• _GIVEN EXERCISE_: Give every line of the data below as a Markdown table with two columns, No and Line. Number the rows and leave out blank lines.

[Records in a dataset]
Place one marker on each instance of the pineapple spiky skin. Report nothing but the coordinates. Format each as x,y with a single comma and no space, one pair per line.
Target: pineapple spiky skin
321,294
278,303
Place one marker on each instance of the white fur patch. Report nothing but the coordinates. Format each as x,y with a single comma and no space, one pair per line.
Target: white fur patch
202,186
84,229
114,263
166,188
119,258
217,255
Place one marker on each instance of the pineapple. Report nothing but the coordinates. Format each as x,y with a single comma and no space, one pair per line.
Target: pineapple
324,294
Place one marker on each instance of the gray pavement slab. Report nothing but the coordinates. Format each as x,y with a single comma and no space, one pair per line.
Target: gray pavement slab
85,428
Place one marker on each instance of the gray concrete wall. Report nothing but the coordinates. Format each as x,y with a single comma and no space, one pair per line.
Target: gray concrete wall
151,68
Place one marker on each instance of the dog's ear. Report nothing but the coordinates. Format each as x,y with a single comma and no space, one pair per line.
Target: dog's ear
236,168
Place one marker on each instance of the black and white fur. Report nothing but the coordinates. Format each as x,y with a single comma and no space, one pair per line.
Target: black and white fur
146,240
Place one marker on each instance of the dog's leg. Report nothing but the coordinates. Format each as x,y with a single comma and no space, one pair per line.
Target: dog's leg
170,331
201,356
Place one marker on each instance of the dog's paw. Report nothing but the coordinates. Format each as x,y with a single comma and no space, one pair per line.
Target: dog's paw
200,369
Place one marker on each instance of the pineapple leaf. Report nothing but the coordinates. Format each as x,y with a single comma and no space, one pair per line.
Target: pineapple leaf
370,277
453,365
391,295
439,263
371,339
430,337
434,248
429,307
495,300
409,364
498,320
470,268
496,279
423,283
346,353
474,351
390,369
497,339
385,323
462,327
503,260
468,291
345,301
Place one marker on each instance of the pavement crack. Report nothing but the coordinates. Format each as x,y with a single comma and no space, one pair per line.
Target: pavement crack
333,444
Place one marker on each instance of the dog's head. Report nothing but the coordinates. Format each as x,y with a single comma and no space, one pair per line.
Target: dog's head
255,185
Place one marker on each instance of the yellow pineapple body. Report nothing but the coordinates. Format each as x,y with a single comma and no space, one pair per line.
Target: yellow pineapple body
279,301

• _SOLUTION_:
| No | Line |
|---|---|
| 1 | Place one marker on each instance of the pineapple spiky skin. Report nothing but the coordinates. Format each as x,y with a single comma and no space, one pair per line. |
| 2 | Target: pineapple spiky skin |
| 3 | 321,294 |
| 4 | 278,303 |
| 5 | Place one marker on each instance of the white fur patch. Report nothing but the coordinates. Format each as x,y with a single comma and no space, one pair per line. |
| 6 | Target: white fur patch |
| 7 | 202,186 |
| 8 | 84,229 |
| 9 | 114,263 |
| 10 | 166,188 |
| 11 | 119,258 |
| 12 | 217,255 |
| 13 | Place one marker on each instance of the pineapple. Report nothing but the coordinates. Format each as x,y with a single comma and no space, one pair per line. |
| 14 | Target: pineapple |
| 15 | 324,294 |
| 16 | Place one marker on each instance of the gray pavement slab. Report nothing but the coordinates. Format each as x,y with a single comma and no space, one pair per line. |
| 17 | Target: gray pavement slab |
| 18 | 85,428 |
| 19 | Place one marker on each instance of the gray concrete wall. Report nothing but the coordinates. Format each as x,y with a single comma and no space, one pair per line. |
| 20 | Target: gray concrete wall |
| 21 | 151,68 |
| 22 | Place one marker on each instance of the dog's ear. Report nothing but the coordinates. Format each as x,y with a single comma and no space, one pair per line. |
| 23 | Target: dog's ear |
| 24 | 236,168 |
| 25 | Place one marker on each instance of the black and white fur. Report nothing but the coordinates. Format each as x,y with a single comma and no space, one pair per line. |
| 26 | Target: black and white fur |
| 27 | 146,240 |
| 28 | Place one marker on each instance of the dog's leg. Report nothing but the coordinates. Format each as x,y with a single comma and no space, one pair per line. |
| 29 | Target: dog's leg |
| 30 | 170,331 |
| 31 | 201,356 |
| 32 | Place one marker on each instance of the dog's paw. Report nothing but the coordinates. Format each as x,y with a single comma and no space, one pair per line. |
| 33 | Target: dog's paw |
| 34 | 200,369 |
| 35 | Place one marker on each instance of the pineapple leaf. Report nothing but the coordinates. Format each as x,y with a single comma and no space, one pair per line. |
| 36 | Target: pineapple leaf |
| 37 | 370,277 |
| 38 | 453,365 |
| 39 | 391,295 |
| 40 | 439,263 |
| 41 | 371,339 |
| 42 | 430,337 |
| 43 | 434,248 |
| 44 | 429,307 |
| 45 | 495,300 |
| 46 | 409,364 |
| 47 | 498,320 |
| 48 | 470,268 |
| 49 | 496,279 |
| 50 | 423,283 |
| 51 | 346,353 |
| 52 | 474,351 |
| 53 | 390,369 |
| 54 | 497,339 |
| 55 | 385,323 |
| 56 | 462,327 |
| 57 | 503,260 |
| 58 | 468,291 |
| 59 | 345,301 |
| 60 | Place one marker on each instance of the pavement crack. Report nothing but the coordinates. Format each as x,y with a single comma and no space, one pair per line. |
| 61 | Target: pavement crack |
| 62 | 333,444 |
| 63 | Place one marker on each instance of the dog's head. Report nothing but the coordinates. Format each as x,y with a single comma and no space, one pair per line. |
| 64 | Target: dog's head |
| 65 | 255,185 |
| 66 | Place one marker on each instance of the yellow pineapple body. Report nothing but the coordinates. Format each as x,y with a single comma and no space, one pair per line. |
| 67 | Target: yellow pineapple body |
| 68 | 279,301 |